→ **Übungstext**:
"""

Hinsichtlich der konkret bezifferten materiellen Ansprüche, die Gegenstand des Antrags
zu 3) sind, ist – mit Ausnahme der geltend gemachten Gutachter- und Kopierkosten -
Prozesskostenhilfe zu Recht verweigert worden. Die – mittlerweile deutlich reduzierten
– Beerdigungskosten sind von der Schwester des Verstorbenen gezahlt worden.

"""

→ **Erfasste Daten**:
"""

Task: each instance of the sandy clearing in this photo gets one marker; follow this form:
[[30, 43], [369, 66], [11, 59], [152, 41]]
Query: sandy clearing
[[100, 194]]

"""

→ **Aufgabenstellung**: Wiederhole bitte wortgetreu den Teil des Übungstexts, der bei den Worten „Hinsichtlich der konkret“ beginnt und nach „Verstorbenen gezahlt worden.“ endet.

→ **Antwort zur Aufgabe**:
Hinsichtlich der konkret bezifferten materiellen Ansprüche, die Gegenstand des Antrags
zu 3) sind, ist – mit Ausnahme der geltend gemachten Gutachter- und Kopierkosten -
Prozesskostenhilfe zu Recht verweigert worden. Die – mittlerweile deutlich reduzierten
– Beerdigungskosten sind von der Schwester des Verstorbenen gezahlt worden.